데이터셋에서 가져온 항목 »

# # # # #

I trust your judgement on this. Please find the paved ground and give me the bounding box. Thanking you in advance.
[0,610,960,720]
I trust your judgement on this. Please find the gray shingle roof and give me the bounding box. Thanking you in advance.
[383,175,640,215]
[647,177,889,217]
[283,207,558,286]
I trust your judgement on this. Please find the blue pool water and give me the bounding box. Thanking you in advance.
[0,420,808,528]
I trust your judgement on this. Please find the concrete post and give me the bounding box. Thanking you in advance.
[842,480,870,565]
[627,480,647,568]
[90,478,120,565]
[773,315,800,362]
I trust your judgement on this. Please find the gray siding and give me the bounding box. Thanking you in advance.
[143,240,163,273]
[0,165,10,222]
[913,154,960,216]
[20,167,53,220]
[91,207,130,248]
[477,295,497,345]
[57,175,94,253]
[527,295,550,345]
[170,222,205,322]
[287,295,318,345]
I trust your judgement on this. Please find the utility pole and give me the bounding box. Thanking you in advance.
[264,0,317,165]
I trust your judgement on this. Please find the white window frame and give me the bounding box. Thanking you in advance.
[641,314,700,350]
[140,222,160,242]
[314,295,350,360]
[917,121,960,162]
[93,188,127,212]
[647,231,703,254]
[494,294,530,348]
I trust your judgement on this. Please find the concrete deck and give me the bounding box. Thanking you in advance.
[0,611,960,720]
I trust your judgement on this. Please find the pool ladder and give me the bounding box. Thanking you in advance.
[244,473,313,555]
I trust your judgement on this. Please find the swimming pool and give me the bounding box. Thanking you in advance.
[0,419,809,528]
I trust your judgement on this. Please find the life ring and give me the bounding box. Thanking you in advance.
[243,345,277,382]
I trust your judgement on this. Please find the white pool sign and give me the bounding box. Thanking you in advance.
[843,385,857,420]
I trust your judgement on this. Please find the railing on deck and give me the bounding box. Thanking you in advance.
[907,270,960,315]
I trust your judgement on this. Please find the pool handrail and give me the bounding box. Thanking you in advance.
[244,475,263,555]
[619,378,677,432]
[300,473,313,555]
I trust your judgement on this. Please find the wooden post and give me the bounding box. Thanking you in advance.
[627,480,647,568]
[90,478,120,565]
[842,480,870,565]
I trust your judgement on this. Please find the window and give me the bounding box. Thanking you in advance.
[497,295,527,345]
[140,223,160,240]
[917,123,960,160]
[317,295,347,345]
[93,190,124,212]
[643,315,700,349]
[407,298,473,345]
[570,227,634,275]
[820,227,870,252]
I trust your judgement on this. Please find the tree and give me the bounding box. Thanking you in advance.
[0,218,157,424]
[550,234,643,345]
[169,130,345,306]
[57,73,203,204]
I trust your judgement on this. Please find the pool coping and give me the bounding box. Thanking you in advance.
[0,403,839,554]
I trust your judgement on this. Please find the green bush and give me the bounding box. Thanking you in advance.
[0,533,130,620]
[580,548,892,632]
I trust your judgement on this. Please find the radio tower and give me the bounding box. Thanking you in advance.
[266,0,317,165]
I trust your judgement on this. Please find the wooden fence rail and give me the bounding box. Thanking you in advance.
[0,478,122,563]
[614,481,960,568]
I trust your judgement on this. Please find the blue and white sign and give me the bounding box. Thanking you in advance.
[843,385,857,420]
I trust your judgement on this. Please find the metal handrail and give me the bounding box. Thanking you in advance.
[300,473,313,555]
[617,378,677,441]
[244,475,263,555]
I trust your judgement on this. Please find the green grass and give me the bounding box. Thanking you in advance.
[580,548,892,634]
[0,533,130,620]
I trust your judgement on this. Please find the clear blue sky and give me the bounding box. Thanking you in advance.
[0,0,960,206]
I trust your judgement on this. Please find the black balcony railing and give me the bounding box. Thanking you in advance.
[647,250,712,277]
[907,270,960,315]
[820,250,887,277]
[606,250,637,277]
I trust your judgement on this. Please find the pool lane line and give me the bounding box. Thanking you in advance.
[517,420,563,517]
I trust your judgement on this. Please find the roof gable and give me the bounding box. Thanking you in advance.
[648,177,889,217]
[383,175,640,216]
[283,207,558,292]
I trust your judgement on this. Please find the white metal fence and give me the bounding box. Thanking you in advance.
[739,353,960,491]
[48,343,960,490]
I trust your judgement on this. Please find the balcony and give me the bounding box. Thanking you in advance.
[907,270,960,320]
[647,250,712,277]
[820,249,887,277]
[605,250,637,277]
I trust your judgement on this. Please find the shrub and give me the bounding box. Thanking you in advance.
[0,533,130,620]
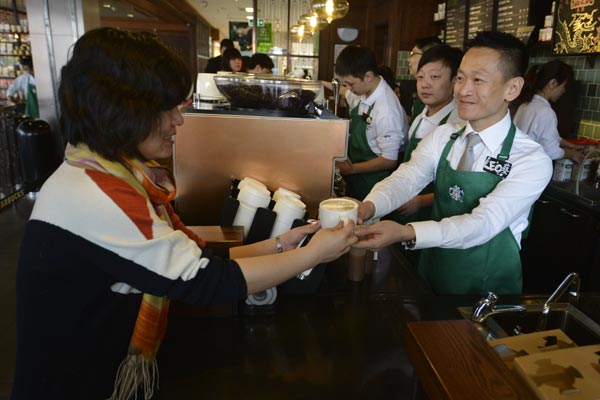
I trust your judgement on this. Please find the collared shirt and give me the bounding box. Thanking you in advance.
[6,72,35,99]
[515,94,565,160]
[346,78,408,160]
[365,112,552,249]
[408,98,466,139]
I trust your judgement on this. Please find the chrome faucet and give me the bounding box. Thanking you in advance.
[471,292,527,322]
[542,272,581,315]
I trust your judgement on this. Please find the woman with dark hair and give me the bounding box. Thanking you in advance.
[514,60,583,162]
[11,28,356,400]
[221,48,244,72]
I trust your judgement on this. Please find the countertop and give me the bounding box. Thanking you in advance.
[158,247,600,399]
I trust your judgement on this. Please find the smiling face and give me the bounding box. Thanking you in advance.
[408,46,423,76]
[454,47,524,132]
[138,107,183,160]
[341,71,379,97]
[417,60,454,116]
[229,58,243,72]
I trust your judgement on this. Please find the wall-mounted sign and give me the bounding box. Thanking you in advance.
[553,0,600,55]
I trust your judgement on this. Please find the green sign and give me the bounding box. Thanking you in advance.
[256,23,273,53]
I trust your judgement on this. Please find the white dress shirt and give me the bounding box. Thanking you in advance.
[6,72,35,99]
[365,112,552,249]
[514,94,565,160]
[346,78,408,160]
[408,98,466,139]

# # # # #

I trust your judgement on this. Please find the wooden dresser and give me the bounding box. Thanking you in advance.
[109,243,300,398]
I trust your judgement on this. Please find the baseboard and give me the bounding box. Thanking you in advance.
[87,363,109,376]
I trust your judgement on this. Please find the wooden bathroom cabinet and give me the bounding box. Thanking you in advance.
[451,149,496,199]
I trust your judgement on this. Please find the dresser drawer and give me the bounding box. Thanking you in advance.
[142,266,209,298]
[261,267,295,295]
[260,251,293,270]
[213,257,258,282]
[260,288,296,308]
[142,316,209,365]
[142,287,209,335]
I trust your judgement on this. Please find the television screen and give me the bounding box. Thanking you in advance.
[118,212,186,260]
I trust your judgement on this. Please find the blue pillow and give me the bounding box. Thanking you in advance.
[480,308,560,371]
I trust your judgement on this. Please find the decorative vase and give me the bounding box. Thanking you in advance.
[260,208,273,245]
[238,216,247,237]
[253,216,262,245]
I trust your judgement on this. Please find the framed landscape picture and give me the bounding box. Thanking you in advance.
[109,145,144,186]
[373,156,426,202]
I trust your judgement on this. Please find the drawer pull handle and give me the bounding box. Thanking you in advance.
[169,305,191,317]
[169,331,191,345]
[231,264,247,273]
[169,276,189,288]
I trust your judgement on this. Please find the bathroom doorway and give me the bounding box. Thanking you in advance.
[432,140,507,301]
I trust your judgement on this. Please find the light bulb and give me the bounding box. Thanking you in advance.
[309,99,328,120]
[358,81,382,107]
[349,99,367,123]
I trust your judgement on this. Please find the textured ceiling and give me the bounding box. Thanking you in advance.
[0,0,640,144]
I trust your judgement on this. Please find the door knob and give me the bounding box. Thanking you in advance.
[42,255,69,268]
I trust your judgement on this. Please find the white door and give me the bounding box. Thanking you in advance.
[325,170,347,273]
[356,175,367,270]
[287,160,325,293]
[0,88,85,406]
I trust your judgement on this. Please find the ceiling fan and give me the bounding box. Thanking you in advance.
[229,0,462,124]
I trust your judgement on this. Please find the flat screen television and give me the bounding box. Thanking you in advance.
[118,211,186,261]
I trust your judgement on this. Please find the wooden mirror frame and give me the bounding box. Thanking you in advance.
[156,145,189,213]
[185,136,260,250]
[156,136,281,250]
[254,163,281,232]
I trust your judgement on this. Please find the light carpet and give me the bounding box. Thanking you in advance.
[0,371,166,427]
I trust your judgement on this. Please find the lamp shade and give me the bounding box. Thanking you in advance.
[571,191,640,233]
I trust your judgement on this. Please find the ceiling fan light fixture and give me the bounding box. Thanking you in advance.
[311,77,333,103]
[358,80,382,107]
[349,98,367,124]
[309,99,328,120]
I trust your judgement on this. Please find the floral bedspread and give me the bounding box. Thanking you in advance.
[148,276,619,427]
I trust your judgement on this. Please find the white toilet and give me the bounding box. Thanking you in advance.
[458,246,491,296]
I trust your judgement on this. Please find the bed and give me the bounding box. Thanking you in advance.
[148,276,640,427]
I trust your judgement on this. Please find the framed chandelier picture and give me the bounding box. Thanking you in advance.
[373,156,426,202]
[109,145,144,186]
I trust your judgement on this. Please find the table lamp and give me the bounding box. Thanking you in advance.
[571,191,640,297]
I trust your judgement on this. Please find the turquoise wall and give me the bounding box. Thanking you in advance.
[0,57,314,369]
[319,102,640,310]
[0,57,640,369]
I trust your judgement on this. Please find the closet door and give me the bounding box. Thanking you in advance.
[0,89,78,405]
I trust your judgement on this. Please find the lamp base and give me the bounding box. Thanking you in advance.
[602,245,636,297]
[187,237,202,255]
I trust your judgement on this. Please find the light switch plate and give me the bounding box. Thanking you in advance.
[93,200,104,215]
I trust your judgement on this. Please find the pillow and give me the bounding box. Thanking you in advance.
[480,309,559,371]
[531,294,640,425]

# # # # #

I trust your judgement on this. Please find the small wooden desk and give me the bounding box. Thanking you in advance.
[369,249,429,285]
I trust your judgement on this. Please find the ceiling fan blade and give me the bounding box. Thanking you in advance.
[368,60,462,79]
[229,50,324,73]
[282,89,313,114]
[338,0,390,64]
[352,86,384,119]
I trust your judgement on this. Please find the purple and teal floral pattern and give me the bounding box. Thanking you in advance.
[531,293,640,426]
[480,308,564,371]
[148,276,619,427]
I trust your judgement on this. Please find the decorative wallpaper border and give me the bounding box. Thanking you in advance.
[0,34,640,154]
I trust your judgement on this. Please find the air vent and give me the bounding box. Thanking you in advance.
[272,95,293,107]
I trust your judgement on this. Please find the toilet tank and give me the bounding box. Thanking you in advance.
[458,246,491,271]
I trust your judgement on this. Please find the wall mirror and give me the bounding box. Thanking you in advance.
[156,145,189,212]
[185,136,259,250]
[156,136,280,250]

# # # # #

연습 과제 » "I trust your judgement on this. Please find the paved" 문구가 있는 줄에서 시작해 "[0,420,808,528]" 문구가 있는 줄에서 멈추되, 두 줄을 모두 포함하여 그 사이의 줄들을 그대로 인용하세요.

작성된 풀이 »
I trust your judgement on this. Please find the paved ground and give me the bounding box. Thanking you in advance.
[0,610,960,720]
I trust your judgement on this. Please find the gray shingle roof and give me the bounding box. Thanking you in advance.
[383,175,640,215]
[647,177,889,217]
[283,207,558,286]
I trust your judgement on this. Please find the blue pool water and give me the bounding box. Thanking you in advance.
[0,420,808,528]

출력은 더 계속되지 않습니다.